Provided data ::
Content starts
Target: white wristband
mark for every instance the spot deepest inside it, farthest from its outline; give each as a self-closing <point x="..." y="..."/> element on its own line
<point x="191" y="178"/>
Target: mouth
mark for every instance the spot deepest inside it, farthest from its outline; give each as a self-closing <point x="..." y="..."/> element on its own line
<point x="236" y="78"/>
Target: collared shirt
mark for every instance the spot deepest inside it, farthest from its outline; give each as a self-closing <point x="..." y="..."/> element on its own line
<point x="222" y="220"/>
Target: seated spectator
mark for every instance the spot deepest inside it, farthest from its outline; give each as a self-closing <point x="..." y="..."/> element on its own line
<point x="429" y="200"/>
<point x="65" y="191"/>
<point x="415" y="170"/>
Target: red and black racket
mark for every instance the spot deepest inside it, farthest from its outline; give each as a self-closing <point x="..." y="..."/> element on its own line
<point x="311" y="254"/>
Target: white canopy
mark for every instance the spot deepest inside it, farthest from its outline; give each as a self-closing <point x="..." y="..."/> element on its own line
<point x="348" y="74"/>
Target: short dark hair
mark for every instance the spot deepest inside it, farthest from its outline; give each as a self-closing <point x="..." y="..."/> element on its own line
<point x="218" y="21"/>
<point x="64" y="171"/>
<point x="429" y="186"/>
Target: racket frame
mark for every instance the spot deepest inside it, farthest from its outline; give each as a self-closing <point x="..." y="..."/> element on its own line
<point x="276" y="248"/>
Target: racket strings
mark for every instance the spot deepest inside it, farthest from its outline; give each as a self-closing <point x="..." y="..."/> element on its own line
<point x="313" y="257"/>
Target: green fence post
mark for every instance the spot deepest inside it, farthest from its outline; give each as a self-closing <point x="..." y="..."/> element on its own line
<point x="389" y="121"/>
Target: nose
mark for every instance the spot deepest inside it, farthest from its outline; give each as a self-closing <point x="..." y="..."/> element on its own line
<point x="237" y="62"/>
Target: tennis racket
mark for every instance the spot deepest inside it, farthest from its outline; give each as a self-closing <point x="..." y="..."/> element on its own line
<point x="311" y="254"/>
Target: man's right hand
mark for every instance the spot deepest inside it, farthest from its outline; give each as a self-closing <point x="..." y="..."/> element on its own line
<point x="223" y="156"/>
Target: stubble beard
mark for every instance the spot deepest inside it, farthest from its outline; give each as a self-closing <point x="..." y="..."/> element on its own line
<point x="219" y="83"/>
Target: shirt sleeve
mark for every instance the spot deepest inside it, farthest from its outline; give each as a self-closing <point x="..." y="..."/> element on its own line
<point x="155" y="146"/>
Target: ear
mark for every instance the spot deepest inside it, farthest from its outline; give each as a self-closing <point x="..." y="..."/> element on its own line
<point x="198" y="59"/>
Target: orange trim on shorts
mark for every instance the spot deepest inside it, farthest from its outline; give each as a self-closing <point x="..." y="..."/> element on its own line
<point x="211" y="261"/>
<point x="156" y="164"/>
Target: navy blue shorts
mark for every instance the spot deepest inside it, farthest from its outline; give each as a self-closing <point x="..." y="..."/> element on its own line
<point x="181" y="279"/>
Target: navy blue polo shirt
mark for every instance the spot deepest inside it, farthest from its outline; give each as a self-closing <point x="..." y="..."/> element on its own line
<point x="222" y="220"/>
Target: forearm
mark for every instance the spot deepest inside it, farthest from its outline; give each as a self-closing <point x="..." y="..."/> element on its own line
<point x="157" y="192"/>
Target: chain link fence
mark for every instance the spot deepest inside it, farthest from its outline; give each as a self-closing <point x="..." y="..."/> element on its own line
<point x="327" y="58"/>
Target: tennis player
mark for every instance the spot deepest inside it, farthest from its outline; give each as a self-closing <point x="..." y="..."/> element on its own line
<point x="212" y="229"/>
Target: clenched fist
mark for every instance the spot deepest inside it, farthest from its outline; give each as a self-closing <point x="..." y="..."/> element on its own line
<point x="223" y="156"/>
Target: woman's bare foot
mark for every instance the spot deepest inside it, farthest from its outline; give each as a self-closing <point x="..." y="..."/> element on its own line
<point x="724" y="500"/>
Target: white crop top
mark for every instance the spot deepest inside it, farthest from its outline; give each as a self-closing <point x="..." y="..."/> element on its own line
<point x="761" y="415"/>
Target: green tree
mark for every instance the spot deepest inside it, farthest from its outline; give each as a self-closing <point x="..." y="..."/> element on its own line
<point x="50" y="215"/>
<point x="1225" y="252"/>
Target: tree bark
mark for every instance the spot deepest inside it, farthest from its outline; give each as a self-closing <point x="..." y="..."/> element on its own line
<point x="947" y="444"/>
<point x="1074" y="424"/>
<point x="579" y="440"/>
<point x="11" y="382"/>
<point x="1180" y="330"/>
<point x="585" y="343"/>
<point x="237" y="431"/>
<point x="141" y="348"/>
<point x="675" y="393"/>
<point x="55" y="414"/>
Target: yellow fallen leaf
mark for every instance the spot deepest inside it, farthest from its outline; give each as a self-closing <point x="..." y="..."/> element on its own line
Content ends
The task ::
Would you restate each of the entries word for word?

Your solution ::
Target: white wristband
mark for every instance the spot deepest inside it, farthest from its outline; give each as a self-closing <point x="..." y="..."/> element on its own line
<point x="191" y="178"/>
Target: mouth
mark for every instance the spot deepest inside it, farthest from its outline; give each as a self-closing <point x="..." y="..."/> element on its own line
<point x="236" y="78"/>
Target: collared shirt
mark for every instance the spot deepest inside it, farthest from its outline; give each as a self-closing <point x="..." y="..."/> element on its own line
<point x="222" y="220"/>
Target: seated spectator
mark for every instance the spot deepest inside it, farthest from its outline; give each as a self-closing <point x="..." y="..."/> element on its own line
<point x="429" y="200"/>
<point x="65" y="191"/>
<point x="415" y="170"/>
Target: red and black racket
mark for every instance the spot deepest inside it, farthest from its outline; give each as a self-closing <point x="..." y="..."/> element on its own line
<point x="311" y="254"/>
Target: white canopy
mark for every instance the spot deepest inside it, farthest from its outline; give each as a self-closing <point x="..." y="..."/> element on its own line
<point x="348" y="74"/>
Target: short dark hair
mark for every instance the spot deepest inside it, farthest from its outline; give each as a self-closing <point x="..." y="..."/> element on its own line
<point x="218" y="21"/>
<point x="64" y="171"/>
<point x="429" y="186"/>
Target: racket frame
mark for every instance the spot deepest inside it, farthest from its outline; give each as a self-closing <point x="..." y="..."/> element on its own line
<point x="276" y="248"/>
Target: racket strings
mark for every instance the spot deepest inside it, farthest from its outline; give each as a self-closing <point x="..." y="..."/> element on its own line
<point x="313" y="257"/>
Target: green fence post
mark for every instance the spot deepest inside it, farthest from its outline; give each as a self-closing <point x="..." y="..."/> element on its own line
<point x="389" y="121"/>
Target: nose
mark for every instance the spot deepest inside it, farthest from its outline; give each as a self-closing <point x="..." y="..."/> element on its own line
<point x="237" y="62"/>
Target: tennis racket
mark for every instance the spot deepest inside it, farthest from its outline; give each as a self-closing <point x="..." y="..."/> element on its own line
<point x="311" y="254"/>
Target: man's right hand
mark for every instance the spot deepest inside it, farthest from its outline; give each as a self-closing <point x="..." y="..."/> element on its own line
<point x="223" y="156"/>
Target: stubble beard
mark for every instance the spot deepest inside it, farthest from its outline; give each as a self-closing <point x="..." y="..."/> element on its own line
<point x="219" y="83"/>
Target: shirt sleeve
mark for every instance the spot deepest inside it, farthest from its outline; give each as a self-closing <point x="..." y="..."/> element on its own line
<point x="155" y="146"/>
Target: ear
mark for every instance the spot deepest inside it, farthest from its outline; give each as a self-closing <point x="..." y="..."/> element on its own line
<point x="198" y="59"/>
Target: orange trim on shorts
mark for every instance the spot deepest inside it, farthest from its outline; give each as a self-closing <point x="..." y="..."/> element on its own line
<point x="211" y="261"/>
<point x="156" y="164"/>
Target: navy blue shorts
mark for every instance the spot deepest inside it, farthest from its outline; give each as a self-closing <point x="..." y="..."/> element on its own line
<point x="181" y="279"/>
Target: navy blue polo shirt
mark for every instance the spot deepest inside it, farthest from its outline; give each as a self-closing <point x="..." y="..."/> element on its own line
<point x="222" y="220"/>
Target: forearm
mark for every instance the spot deepest inside it, farthest from its outline; give each as a self-closing <point x="..." y="..."/> element on its own line
<point x="157" y="192"/>
Target: chain link fence
mark for every instance the spot deepest inside it, farthest from its outline; give each as a self-closing <point x="..." y="..."/> element on its own line
<point x="327" y="58"/>
Target: tennis player
mark for every instance the spot deepest inside it, farthest from its outline; give each as a self-closing <point x="..." y="..."/> element on its own line
<point x="212" y="229"/>
Target: clenched fist
mark for every instance the spot deepest inside it, farthest from its outline; give each as a self-closing <point x="..." y="..."/> element on its own line
<point x="223" y="156"/>
Target: woman's bare foot
mark for every instance the spot deepest inside it, farthest from its outline; give each as a self-closing <point x="..." y="..."/> element on its own line
<point x="724" y="500"/>
Target: white crop top
mark for every instance the spot deepest inside it, farthest from its outline; give each as a self-closing <point x="..." y="..."/> element on its own line
<point x="761" y="415"/>
Target: green tree
mark for every instance the spot deepest inside it, farthest from its outline; give each as a self-closing <point x="..." y="..."/> element on its own line
<point x="50" y="215"/>
<point x="1225" y="252"/>
Target: tree bark
mark for every instance the spot deepest inside it, farthest from its outline; give each as a self-closing <point x="..." y="..."/> element on its own line
<point x="947" y="444"/>
<point x="1074" y="424"/>
<point x="579" y="440"/>
<point x="11" y="382"/>
<point x="1180" y="330"/>
<point x="585" y="343"/>
<point x="237" y="431"/>
<point x="141" y="348"/>
<point x="675" y="393"/>
<point x="55" y="414"/>
Target: yellow fallen leaf
mark for every instance the spot deepest inside it, farthest from its outline; give each as a self-closing <point x="..." y="..."/> element on its own line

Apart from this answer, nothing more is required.